▶ Input for this task:

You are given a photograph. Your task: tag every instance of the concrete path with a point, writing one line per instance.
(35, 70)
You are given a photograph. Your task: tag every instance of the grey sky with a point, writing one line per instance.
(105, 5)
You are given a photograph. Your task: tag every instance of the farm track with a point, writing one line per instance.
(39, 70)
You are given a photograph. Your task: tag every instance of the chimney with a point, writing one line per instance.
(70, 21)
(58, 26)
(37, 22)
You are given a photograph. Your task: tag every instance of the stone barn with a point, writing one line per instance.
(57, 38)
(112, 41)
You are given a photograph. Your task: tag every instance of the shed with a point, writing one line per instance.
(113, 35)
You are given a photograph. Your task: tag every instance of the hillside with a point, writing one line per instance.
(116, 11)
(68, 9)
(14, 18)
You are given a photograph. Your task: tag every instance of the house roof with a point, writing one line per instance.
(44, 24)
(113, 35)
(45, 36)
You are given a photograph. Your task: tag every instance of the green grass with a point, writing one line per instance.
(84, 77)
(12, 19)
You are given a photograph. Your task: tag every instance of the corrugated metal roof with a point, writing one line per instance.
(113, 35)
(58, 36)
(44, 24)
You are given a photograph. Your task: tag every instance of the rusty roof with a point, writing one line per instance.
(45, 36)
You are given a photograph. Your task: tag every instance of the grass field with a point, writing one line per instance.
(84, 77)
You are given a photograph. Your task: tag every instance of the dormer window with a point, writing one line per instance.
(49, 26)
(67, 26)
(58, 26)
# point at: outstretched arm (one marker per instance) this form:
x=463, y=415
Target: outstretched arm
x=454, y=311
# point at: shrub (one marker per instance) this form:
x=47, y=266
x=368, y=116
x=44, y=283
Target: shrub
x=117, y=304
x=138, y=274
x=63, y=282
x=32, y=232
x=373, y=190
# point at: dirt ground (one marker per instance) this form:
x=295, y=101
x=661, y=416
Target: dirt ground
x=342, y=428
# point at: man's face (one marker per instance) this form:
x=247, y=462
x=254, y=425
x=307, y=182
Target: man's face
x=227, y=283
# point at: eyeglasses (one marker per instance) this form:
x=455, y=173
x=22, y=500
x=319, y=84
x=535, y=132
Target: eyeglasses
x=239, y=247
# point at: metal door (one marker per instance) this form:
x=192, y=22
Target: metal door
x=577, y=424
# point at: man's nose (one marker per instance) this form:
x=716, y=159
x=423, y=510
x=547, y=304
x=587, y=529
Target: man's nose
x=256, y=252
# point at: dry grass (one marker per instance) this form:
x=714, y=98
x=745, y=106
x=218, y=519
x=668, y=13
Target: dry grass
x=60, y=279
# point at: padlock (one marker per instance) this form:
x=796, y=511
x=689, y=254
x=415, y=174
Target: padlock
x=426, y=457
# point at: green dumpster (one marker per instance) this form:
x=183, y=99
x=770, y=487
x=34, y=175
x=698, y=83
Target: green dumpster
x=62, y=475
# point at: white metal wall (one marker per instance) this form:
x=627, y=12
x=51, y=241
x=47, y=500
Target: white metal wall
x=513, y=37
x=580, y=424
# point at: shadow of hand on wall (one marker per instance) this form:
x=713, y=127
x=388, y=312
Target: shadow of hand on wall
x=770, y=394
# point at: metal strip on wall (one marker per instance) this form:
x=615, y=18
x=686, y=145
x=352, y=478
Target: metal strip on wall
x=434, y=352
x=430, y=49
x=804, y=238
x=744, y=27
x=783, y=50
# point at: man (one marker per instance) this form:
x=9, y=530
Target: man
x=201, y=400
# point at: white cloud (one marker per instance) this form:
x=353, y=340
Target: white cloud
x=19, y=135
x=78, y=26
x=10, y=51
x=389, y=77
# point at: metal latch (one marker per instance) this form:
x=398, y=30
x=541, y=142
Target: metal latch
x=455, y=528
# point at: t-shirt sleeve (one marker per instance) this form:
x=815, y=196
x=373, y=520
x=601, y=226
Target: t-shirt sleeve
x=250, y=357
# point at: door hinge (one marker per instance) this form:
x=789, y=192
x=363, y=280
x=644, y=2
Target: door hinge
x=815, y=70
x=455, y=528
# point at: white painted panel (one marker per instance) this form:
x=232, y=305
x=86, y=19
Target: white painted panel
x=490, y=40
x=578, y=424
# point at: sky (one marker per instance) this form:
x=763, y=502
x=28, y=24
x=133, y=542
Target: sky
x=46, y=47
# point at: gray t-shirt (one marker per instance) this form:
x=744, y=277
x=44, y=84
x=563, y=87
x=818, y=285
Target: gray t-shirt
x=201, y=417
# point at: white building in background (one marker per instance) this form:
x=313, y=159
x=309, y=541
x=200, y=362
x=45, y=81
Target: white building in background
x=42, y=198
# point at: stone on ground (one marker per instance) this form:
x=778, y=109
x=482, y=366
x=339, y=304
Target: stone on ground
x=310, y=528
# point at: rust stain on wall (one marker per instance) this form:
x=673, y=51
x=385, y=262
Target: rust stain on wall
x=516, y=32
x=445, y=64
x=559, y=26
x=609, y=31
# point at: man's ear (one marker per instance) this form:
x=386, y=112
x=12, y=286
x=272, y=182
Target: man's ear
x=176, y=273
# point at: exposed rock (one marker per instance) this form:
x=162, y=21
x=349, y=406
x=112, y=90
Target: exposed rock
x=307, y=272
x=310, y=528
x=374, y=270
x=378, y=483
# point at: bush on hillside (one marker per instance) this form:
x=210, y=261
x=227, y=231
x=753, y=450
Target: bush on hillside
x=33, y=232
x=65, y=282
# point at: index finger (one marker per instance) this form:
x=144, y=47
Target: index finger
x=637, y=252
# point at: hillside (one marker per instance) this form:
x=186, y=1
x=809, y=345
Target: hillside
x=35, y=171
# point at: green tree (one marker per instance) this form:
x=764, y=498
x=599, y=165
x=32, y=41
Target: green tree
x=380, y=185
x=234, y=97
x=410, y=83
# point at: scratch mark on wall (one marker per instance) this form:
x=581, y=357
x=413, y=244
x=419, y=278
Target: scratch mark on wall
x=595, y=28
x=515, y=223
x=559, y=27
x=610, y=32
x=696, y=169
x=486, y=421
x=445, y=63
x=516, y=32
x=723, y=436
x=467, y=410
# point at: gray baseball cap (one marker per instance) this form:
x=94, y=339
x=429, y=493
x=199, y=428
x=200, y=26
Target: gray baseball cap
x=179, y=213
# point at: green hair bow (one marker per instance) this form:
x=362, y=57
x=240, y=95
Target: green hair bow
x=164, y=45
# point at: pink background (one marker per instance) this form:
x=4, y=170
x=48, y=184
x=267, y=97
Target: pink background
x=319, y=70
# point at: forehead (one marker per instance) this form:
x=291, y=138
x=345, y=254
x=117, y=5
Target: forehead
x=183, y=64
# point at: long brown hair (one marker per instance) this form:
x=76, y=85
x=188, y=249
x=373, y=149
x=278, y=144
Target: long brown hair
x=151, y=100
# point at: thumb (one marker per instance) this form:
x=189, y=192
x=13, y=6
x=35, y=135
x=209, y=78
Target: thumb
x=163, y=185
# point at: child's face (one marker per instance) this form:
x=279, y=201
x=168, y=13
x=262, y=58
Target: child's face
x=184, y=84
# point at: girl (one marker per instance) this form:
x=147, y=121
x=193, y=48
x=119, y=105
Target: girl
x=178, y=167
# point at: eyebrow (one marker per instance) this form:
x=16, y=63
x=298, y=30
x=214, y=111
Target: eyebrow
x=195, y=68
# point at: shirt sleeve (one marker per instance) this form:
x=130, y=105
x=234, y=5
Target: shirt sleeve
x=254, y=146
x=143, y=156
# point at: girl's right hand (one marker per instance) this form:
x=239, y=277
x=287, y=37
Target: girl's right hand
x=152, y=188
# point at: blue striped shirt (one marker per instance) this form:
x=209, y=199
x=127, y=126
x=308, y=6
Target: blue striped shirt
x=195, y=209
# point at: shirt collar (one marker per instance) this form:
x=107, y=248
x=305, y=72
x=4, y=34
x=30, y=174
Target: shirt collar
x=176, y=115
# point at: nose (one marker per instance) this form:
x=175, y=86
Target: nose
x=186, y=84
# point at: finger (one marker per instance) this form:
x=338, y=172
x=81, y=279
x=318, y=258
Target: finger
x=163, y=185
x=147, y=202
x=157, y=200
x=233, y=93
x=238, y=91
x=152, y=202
==
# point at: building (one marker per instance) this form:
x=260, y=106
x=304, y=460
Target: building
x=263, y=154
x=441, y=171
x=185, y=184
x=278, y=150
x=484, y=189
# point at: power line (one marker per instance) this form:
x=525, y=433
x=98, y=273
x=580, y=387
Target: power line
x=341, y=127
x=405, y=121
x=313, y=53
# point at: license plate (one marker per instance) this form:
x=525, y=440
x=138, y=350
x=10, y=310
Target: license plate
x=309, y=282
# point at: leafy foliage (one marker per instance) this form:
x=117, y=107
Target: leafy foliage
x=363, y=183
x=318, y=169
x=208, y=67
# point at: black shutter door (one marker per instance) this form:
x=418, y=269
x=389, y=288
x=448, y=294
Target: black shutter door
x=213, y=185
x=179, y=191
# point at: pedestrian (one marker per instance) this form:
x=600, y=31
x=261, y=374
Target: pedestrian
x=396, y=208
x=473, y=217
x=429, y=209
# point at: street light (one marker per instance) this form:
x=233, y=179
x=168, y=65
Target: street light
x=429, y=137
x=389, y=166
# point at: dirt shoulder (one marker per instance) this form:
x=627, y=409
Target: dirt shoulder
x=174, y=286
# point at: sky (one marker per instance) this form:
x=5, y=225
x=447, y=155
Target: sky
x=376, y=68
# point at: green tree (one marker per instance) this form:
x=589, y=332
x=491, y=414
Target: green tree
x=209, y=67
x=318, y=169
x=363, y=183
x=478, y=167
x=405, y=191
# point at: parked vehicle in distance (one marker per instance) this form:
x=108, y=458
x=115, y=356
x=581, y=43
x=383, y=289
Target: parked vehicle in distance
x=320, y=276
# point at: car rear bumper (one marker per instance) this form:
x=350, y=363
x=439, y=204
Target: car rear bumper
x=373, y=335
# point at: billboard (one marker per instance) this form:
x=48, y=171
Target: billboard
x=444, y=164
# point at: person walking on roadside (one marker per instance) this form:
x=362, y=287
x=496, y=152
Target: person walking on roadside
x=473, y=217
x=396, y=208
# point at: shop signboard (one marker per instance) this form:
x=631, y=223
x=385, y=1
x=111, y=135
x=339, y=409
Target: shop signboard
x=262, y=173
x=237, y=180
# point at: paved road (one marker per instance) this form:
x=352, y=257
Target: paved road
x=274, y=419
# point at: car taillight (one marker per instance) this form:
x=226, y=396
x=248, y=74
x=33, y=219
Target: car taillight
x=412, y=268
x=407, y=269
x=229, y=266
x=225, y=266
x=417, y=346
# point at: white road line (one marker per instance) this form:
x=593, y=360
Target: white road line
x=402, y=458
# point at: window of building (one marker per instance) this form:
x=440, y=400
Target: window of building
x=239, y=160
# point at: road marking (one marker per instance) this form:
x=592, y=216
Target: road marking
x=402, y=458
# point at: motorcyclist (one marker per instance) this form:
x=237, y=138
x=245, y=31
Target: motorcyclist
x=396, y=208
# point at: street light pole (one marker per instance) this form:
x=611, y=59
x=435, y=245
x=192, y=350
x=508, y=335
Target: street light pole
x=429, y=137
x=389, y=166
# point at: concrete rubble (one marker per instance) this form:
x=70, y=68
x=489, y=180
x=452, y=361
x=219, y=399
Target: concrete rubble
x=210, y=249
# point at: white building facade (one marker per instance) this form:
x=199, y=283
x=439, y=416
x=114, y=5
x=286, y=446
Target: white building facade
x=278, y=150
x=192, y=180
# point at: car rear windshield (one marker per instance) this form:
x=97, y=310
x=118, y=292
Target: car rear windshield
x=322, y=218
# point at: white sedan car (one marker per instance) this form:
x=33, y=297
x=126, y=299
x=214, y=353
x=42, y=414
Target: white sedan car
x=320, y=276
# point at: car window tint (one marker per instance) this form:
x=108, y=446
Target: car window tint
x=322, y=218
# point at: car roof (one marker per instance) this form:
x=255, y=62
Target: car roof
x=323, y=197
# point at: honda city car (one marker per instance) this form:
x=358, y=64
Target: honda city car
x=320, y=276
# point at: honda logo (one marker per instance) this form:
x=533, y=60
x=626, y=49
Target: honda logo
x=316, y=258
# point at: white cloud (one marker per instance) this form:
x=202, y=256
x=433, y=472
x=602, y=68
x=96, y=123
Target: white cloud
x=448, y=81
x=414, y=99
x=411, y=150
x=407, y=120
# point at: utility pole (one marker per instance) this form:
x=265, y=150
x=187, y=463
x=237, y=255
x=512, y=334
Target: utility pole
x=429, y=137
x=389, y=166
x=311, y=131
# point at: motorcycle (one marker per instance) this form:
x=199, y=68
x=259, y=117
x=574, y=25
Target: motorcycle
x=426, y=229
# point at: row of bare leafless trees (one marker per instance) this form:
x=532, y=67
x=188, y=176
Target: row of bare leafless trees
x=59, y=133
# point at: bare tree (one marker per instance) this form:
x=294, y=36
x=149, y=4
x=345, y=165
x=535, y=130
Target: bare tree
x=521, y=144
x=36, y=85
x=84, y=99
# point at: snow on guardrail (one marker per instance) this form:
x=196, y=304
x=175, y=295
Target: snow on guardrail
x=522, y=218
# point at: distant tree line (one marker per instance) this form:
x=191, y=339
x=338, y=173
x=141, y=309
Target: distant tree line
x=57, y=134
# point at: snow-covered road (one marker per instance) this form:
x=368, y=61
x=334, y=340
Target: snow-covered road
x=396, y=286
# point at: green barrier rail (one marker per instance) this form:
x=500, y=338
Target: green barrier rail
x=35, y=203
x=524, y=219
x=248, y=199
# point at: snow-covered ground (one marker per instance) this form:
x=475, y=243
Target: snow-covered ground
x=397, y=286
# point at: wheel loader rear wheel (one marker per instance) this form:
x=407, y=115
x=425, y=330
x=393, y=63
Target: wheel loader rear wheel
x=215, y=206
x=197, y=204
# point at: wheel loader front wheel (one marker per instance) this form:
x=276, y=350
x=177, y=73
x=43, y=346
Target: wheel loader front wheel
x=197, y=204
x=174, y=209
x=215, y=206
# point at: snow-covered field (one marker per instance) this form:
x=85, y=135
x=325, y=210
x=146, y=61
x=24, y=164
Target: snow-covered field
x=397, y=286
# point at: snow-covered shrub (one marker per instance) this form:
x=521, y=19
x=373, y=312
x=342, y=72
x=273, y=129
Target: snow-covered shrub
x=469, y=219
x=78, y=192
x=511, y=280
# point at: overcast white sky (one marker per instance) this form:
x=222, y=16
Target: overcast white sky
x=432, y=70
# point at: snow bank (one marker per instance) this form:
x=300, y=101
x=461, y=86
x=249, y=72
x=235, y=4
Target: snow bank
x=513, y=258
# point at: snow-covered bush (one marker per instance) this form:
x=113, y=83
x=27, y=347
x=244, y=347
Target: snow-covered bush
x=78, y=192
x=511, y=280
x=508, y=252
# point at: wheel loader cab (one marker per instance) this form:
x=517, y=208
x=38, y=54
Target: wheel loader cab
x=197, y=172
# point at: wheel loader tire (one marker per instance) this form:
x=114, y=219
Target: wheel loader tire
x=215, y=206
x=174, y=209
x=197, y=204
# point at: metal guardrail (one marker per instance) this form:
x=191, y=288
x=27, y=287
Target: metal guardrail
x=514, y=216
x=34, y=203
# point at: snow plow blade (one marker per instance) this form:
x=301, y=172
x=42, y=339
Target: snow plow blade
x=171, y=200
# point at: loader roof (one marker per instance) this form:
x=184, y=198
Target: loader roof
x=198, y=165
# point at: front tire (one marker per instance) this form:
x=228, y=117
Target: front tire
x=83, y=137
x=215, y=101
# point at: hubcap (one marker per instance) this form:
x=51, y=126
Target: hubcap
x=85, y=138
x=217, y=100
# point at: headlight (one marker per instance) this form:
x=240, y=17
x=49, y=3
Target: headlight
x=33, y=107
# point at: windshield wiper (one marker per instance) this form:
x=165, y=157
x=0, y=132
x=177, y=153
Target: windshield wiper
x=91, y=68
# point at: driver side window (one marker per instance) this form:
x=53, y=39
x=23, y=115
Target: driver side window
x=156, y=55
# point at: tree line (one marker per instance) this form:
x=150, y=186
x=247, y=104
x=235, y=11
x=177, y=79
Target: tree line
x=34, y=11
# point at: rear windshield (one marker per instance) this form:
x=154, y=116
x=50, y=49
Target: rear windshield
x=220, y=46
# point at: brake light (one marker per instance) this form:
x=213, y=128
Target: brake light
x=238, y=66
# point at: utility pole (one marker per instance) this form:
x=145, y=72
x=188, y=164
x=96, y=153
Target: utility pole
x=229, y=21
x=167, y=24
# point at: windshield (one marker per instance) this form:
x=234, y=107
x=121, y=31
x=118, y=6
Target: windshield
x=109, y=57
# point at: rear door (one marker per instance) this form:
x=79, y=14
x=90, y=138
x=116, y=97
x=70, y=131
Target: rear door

▶ Task details: From the line that has "x=385, y=262" through the line that has "# point at: child's", copy every line exactly as it appears above, and leave out all others.

▶ Solution for this exercise:
x=385, y=262
Target: rust stain on wall
x=516, y=32
x=445, y=64
x=559, y=26
x=609, y=31
# point at: man's ear (one marker per instance) this form:
x=386, y=112
x=12, y=286
x=272, y=182
Target: man's ear
x=176, y=273
# point at: exposed rock (one marker per instance) this form:
x=162, y=21
x=349, y=406
x=112, y=90
Target: exposed rock
x=307, y=272
x=310, y=528
x=374, y=270
x=378, y=483
# point at: bush on hillside (one marker per instance) this form:
x=210, y=261
x=227, y=231
x=753, y=450
Target: bush on hillside
x=33, y=232
x=65, y=282
# point at: index finger (one marker per instance) this form:
x=144, y=47
Target: index finger
x=637, y=252
# point at: hillside (one marker per instance) this form:
x=186, y=1
x=809, y=345
Target: hillside
x=35, y=171
# point at: green tree (one marker per instance) this form:
x=764, y=498
x=599, y=165
x=32, y=41
Target: green tree
x=380, y=185
x=234, y=97
x=410, y=83
# point at: scratch mark on wall (one marker per instance) this form:
x=581, y=357
x=413, y=244
x=419, y=278
Target: scratch mark on wall
x=595, y=28
x=515, y=223
x=559, y=27
x=610, y=32
x=696, y=169
x=486, y=421
x=445, y=63
x=516, y=32
x=723, y=436
x=467, y=410
# point at: gray baseball cap (one marker per instance) this form:
x=94, y=339
x=429, y=493
x=199, y=428
x=200, y=26
Target: gray baseball cap
x=179, y=213
# point at: green hair bow (one marker per instance) this form:
x=362, y=57
x=240, y=95
Target: green hair bow
x=164, y=45
# point at: pink background (one marker per instance) this form:
x=4, y=170
x=48, y=184
x=267, y=97
Target: pink background
x=319, y=70
# point at: forehead (one marker per instance) this form:
x=291, y=138
x=345, y=254
x=117, y=5
Target: forehead
x=183, y=64
# point at: long brown hair (one marker per instance) this form:
x=76, y=85
x=188, y=249
x=373, y=149
x=278, y=144
Target: long brown hair
x=151, y=100
# point at: thumb (one marker per instance) this form:
x=189, y=192
x=13, y=6
x=35, y=135
x=209, y=78
Target: thumb
x=163, y=185
# point at: child's face (one marker per instance) this form:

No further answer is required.